* **TRY IT**
Locate the word "railing" in the data below, then copy every line that holds it.

--- DATA ---

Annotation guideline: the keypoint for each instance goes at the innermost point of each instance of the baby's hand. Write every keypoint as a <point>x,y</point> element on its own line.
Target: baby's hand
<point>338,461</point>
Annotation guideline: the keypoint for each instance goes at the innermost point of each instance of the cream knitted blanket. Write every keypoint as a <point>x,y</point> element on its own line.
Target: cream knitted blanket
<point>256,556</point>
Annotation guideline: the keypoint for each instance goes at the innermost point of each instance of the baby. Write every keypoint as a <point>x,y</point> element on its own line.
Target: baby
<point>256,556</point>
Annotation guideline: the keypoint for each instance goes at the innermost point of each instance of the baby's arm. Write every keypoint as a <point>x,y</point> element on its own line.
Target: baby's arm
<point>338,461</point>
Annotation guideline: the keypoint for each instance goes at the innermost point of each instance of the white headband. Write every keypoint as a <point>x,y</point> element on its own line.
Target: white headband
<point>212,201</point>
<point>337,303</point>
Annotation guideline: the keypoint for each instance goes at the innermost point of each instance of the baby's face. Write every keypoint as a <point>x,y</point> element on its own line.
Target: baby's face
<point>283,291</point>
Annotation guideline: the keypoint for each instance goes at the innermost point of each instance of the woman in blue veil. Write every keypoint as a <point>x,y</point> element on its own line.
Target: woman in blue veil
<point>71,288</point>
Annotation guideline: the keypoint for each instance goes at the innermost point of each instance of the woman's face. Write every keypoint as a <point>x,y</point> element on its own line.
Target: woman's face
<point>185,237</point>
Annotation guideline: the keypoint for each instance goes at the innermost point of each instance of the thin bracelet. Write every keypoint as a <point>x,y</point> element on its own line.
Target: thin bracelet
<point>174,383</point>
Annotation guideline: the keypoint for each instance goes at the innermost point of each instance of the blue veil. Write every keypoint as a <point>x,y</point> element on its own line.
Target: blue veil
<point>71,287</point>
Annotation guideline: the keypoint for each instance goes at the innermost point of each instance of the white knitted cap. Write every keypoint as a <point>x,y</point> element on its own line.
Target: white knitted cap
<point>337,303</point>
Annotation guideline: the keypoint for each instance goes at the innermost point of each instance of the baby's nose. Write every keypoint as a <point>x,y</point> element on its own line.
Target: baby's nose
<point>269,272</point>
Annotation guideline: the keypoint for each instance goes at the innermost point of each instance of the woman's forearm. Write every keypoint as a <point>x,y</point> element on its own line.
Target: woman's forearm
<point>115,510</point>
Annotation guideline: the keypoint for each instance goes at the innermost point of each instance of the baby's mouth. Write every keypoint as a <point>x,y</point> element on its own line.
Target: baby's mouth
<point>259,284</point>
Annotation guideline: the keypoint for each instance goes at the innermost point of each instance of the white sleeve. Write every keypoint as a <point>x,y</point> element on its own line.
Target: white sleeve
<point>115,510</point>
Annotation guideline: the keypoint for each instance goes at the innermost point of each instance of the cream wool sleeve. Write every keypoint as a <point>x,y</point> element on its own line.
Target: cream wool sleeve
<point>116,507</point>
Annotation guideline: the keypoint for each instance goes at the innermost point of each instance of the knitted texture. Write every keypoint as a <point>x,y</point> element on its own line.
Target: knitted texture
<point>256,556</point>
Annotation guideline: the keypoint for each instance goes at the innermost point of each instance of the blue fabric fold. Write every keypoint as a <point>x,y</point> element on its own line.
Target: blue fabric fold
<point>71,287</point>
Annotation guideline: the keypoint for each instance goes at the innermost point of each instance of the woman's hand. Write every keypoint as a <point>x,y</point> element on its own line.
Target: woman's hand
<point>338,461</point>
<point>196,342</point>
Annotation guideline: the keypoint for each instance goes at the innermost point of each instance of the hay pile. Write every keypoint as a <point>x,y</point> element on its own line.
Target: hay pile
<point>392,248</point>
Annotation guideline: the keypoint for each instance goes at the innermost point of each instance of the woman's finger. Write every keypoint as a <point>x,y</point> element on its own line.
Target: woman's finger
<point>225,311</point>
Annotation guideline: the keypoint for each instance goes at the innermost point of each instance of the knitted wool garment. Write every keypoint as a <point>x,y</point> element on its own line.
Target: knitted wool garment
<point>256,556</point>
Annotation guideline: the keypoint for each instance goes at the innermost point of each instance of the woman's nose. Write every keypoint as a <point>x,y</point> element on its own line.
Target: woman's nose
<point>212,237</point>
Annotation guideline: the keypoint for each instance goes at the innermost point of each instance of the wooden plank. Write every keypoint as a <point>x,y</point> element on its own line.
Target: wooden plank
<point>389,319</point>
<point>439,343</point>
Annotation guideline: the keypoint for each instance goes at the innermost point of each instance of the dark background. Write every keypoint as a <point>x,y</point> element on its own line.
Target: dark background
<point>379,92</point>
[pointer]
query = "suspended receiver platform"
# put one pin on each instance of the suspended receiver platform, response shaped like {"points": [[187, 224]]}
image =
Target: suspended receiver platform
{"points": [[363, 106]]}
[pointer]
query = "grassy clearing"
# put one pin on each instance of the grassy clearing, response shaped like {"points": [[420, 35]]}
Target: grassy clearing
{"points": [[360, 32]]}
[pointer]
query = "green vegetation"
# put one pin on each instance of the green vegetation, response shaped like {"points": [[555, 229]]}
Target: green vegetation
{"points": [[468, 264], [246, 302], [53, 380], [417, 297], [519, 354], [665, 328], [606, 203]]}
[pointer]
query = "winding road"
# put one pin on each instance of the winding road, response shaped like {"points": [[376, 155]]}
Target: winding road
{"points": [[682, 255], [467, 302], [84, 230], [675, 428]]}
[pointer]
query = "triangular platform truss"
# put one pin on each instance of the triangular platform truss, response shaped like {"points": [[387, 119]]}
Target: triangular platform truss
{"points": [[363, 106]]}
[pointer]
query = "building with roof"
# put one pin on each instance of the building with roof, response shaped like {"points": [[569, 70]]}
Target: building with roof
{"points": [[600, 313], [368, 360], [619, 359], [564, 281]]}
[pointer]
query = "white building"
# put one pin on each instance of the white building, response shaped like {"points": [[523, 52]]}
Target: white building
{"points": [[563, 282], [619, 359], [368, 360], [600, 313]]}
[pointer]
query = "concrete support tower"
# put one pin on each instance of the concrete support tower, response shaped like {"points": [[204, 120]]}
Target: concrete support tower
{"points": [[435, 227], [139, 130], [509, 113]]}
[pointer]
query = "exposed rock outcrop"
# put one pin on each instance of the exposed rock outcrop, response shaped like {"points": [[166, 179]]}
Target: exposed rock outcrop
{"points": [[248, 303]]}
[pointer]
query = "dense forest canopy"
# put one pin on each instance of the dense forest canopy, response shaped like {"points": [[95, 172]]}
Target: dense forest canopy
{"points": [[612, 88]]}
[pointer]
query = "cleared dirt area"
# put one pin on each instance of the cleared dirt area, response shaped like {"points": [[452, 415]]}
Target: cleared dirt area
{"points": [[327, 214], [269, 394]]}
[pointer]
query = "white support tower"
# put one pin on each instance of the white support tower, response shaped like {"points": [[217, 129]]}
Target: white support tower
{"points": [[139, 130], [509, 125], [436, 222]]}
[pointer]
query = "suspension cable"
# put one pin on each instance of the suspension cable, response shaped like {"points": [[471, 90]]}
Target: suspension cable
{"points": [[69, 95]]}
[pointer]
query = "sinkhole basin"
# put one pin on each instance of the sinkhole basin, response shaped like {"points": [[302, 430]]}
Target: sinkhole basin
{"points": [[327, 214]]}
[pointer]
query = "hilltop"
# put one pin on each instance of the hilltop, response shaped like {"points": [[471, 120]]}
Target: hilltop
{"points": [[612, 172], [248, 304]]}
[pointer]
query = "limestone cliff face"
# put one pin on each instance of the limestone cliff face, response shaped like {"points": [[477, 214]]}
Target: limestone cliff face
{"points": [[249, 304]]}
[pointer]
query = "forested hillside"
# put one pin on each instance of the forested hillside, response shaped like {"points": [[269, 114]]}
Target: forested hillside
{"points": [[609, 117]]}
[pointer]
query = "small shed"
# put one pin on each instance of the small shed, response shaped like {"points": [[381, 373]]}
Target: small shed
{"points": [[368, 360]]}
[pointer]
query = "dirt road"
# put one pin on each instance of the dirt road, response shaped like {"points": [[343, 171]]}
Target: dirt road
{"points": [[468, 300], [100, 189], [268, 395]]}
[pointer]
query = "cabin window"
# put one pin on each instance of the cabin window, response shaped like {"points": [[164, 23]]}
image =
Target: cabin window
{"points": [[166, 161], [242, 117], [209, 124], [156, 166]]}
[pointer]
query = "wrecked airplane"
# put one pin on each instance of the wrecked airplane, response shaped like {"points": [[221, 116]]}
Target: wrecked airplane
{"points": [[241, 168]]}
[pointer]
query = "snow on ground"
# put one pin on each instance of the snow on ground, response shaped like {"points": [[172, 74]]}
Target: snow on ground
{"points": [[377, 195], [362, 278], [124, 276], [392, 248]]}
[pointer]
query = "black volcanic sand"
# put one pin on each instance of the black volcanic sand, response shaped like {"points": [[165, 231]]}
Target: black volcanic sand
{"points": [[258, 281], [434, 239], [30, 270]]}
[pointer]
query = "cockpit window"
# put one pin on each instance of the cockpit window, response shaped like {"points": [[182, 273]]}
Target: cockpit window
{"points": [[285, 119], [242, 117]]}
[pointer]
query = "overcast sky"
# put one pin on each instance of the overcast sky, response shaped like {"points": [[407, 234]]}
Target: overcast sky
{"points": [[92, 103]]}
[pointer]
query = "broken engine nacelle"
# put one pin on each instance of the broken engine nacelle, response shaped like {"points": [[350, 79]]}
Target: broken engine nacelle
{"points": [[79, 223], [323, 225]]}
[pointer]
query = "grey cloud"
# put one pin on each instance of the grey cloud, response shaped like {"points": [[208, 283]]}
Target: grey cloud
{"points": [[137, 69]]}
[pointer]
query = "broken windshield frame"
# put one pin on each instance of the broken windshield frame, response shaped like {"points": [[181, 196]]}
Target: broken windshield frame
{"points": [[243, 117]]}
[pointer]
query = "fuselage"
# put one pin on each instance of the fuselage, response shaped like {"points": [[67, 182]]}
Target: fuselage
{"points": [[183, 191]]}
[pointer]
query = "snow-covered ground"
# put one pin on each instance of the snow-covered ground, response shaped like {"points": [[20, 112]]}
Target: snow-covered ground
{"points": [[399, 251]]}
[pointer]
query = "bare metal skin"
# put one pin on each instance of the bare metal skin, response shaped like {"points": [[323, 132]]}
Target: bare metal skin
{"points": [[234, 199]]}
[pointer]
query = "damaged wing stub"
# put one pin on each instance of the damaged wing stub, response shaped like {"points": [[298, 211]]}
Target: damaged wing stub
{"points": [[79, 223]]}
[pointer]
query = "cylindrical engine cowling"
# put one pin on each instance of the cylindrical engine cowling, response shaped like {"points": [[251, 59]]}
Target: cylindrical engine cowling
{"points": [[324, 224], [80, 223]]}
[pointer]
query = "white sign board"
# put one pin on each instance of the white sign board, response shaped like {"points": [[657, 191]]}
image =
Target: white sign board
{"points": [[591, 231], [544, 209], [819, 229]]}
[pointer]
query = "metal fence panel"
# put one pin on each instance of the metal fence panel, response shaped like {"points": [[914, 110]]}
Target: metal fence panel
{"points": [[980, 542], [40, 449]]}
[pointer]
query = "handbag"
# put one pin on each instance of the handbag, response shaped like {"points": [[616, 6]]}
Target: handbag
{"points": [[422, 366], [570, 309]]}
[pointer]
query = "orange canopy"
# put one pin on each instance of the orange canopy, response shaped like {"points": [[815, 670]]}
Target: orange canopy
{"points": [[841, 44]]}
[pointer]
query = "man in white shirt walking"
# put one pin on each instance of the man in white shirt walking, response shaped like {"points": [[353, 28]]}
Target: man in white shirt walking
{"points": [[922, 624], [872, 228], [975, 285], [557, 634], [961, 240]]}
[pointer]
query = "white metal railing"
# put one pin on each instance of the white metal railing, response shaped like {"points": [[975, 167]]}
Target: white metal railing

---

* **SOLUTION BELOW**
query = "white metal railing"
# put one pin on each instance of the white metal railing, response shaped like {"points": [[975, 167]]}
Target: white metal railing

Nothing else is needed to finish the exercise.